[Dataset content]

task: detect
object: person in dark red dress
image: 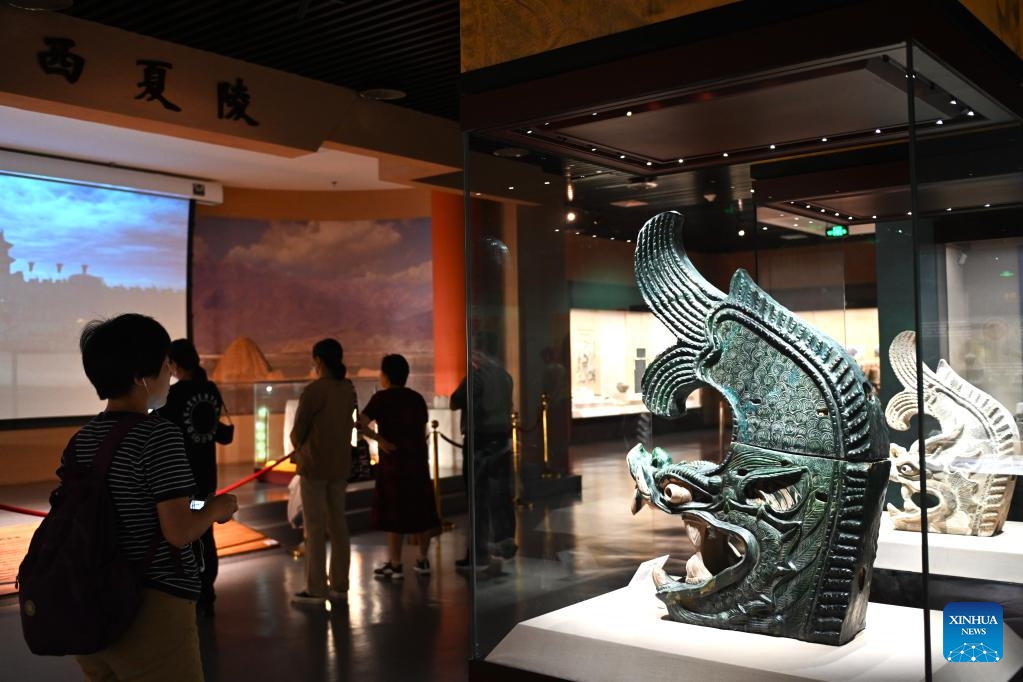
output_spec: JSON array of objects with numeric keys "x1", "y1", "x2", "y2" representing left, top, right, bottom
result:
[{"x1": 359, "y1": 354, "x2": 440, "y2": 579}]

[/Dataset content]

What to produce — Please output the entries above exactly, leaving out every picture.

Written answer —
task: detect
object: person in dark red dress
image: 
output_spec: JSON array of objects with numeric keys "x1", "y1", "x2", "y2" representing left, top, right, bottom
result:
[{"x1": 359, "y1": 354, "x2": 440, "y2": 579}]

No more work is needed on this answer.